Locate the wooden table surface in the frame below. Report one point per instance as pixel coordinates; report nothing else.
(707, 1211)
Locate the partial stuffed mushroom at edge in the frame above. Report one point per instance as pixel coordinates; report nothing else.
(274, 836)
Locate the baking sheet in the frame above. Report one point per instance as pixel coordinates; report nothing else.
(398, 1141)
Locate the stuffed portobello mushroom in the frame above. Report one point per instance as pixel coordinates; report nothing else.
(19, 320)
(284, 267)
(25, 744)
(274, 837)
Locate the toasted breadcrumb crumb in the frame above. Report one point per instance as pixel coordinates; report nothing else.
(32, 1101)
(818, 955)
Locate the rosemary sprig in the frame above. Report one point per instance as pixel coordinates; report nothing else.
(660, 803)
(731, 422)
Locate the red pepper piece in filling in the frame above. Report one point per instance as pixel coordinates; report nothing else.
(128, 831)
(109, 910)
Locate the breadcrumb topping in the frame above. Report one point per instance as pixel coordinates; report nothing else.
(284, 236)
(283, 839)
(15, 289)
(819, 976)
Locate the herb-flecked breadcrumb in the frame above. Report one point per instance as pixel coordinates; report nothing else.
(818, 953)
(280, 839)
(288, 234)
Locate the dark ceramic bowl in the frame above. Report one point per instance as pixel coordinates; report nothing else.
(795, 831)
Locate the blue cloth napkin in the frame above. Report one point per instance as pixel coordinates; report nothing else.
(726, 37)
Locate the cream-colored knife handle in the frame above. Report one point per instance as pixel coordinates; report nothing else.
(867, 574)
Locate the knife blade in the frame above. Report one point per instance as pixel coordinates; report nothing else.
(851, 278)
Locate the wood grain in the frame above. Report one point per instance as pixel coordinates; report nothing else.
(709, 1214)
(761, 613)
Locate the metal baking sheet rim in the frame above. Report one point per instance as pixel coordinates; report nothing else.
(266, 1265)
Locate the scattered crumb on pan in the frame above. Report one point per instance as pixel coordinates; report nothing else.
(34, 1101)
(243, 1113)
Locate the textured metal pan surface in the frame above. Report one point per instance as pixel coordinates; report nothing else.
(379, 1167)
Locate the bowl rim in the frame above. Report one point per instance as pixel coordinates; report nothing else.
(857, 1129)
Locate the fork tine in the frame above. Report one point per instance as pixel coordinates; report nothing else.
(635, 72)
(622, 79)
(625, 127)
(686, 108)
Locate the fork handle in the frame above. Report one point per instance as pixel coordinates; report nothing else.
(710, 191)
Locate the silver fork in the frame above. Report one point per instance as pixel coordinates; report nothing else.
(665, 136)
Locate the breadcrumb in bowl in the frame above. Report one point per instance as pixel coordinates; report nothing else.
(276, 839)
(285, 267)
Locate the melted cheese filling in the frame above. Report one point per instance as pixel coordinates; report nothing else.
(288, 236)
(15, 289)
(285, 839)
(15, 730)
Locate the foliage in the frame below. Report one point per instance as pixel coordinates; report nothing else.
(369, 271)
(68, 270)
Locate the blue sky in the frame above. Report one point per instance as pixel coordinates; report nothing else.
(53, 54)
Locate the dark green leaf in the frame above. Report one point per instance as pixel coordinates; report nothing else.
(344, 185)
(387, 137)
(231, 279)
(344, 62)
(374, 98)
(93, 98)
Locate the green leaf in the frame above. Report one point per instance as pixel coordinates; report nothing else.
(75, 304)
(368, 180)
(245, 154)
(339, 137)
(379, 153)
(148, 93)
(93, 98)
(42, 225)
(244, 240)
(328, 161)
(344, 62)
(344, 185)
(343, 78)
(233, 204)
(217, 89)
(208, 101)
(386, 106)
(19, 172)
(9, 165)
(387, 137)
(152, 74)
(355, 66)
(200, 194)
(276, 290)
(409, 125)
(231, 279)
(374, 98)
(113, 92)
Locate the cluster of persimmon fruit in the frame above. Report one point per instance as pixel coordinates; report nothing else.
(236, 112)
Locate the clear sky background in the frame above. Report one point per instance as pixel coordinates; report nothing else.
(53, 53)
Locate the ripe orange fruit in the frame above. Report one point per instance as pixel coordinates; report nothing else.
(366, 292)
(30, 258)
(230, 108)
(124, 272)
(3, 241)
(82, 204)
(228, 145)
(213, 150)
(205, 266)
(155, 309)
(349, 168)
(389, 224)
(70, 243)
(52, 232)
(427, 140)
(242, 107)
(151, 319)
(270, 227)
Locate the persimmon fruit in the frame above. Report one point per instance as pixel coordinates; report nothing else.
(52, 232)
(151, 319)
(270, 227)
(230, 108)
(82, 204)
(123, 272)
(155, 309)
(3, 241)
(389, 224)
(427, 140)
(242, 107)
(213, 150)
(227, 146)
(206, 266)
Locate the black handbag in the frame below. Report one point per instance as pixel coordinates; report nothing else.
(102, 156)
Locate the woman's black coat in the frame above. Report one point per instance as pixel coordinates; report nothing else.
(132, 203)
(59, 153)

^^^^

What the exercise asks: Please reproduce each record precisely as written.

Solved exercise:
Locate the wooden table surface in the frame below. Report one point per instance as pixel coordinates; report nothing else.
(707, 1211)
Locate the partial stuffed mushroom at edge in the frame above. Report one point per instance as pixel coordinates; report nothing else.
(274, 836)
Locate the baking sheet in the frame above. Report one point per instance as pixel coordinates; report nothing else.
(398, 1141)
Locate the stuffed portobello mushroom in the frame above. Report one point per instance as pixel coordinates; report nothing else.
(19, 320)
(284, 267)
(25, 744)
(274, 837)
Locate the toasted breadcrumb crumb in the frame above. Report one point per instance as pixel coordinates; report nothing else.
(32, 1101)
(818, 955)
Locate the rosemary sprig in the frame above. Report one point per instance as pixel coordinates; report nothing else.
(660, 803)
(731, 422)
Locate the red pepper piece in filling in the frame above. Report one point per instance as pixel coordinates; report nothing else.
(128, 831)
(109, 910)
Locate the breadcrumb topping in the frame above. Report one point per instance as pixel coordinates; report nothing else.
(284, 236)
(283, 839)
(15, 289)
(819, 976)
Locate the herb-flecked breadcrumb in the frame above. Report one point per instance as pixel coordinates; report nothing else.
(818, 953)
(280, 839)
(288, 234)
Locate the dark ceramic bowl in the frame above. Report one point per instance as pixel coordinates; report nothing else.
(795, 831)
Locate the blue cloth napkin in the frame above. Report one point per instance as pixel coordinates; report nothing else.
(726, 37)
Locate the cream-colored knife handle in the frame above. Report one point per instance as pixel coordinates; report nothing else.
(867, 574)
Locate the knife blade in the frame above. Report one point per instance as pixel coordinates; report nothing else.
(851, 278)
Locate the wood grain in the frame above. Report one point per instance as pixel coordinates; report nothing else.
(709, 1214)
(761, 613)
Locate the metal baking sheet rim in the frame above. Report one point per instance as pixel coordinates; report nothing else.
(266, 1265)
Locate the scattered crumb on pan in the frame above. Report one point per instance as pixel coordinates; report nothing else.
(34, 1101)
(243, 1113)
Locate the textured metal pan surface in the frame above. Report one point per instance as pixel coordinates; report nothing else.
(379, 1167)
Locate the bowl rim in the frame above. Report one point per instance as pixel coordinates; report nothing else.
(857, 1129)
Locate the fork tine in the frame above. Report one point per instance as pixel coordinates; report nothing else.
(635, 72)
(622, 79)
(625, 127)
(686, 108)
Locate the fork handle in the frame above. Report one point per instance as pixel coordinates; report nothing else.
(710, 191)
Locate the silver fork in the frame above. Report one point per instance as pixel coordinates; report nothing else.
(665, 136)
Locate the breadcrumb in bowl in the frame above. Report one point per instance as pixel coordinates; report nothing else.
(276, 839)
(285, 267)
Locate the melted cheese filling in the frame above. Report one point per instance as pixel coordinates; report nothing else.
(288, 236)
(15, 289)
(285, 839)
(15, 730)
Locate the foliage in the frame below. Report one point per instance as pixel coordinates; report nothing else.
(369, 271)
(68, 270)
Locate the blue sky in the frame above. Report one point per instance as pixel coordinates; report nothing else.
(53, 54)
Locate the dark green leaf in the frame above. Report one point per instance as pixel coordinates; report nothing else.
(344, 185)
(387, 137)
(231, 279)
(344, 62)
(374, 98)
(93, 98)
Locate the green leaf in the frame above. Report one point per instance as pixel coordinates; report nothing else.
(75, 304)
(368, 180)
(245, 154)
(339, 137)
(379, 153)
(148, 93)
(93, 98)
(42, 225)
(244, 240)
(328, 161)
(344, 62)
(344, 185)
(343, 78)
(233, 204)
(217, 89)
(208, 101)
(386, 106)
(19, 172)
(9, 165)
(387, 137)
(152, 74)
(355, 66)
(200, 194)
(276, 290)
(409, 125)
(231, 279)
(374, 98)
(113, 92)
Locate the cluster of persimmon fruit in the frame above. Report one point per instance as pixel coordinates; report nothing else.
(236, 112)
Locate the clear sky background in the frame above. Report one point per instance as pixel coordinates; report nothing else.
(53, 53)
Locate the ripe orange fruit in the frame above. Report one point per instance as pixel coordinates; report nothing else.
(366, 292)
(30, 258)
(230, 108)
(124, 272)
(3, 241)
(82, 204)
(228, 145)
(213, 150)
(205, 266)
(155, 309)
(349, 168)
(389, 224)
(70, 243)
(52, 232)
(427, 140)
(242, 107)
(151, 319)
(270, 227)
Locate the persimmon fruit in the frame above. Report one point per instance as pixel coordinates; report nothing else.
(52, 232)
(151, 319)
(270, 227)
(230, 108)
(82, 204)
(123, 272)
(155, 309)
(3, 241)
(389, 224)
(427, 140)
(242, 107)
(213, 150)
(227, 146)
(206, 266)
Locate the black handbag in the frame below. Report one point per instance as pixel coordinates; report nothing else.
(102, 156)
Locate the woman's black coat in the frame above. Report one point per instance as pixel coordinates; report nothing else.
(132, 203)
(59, 153)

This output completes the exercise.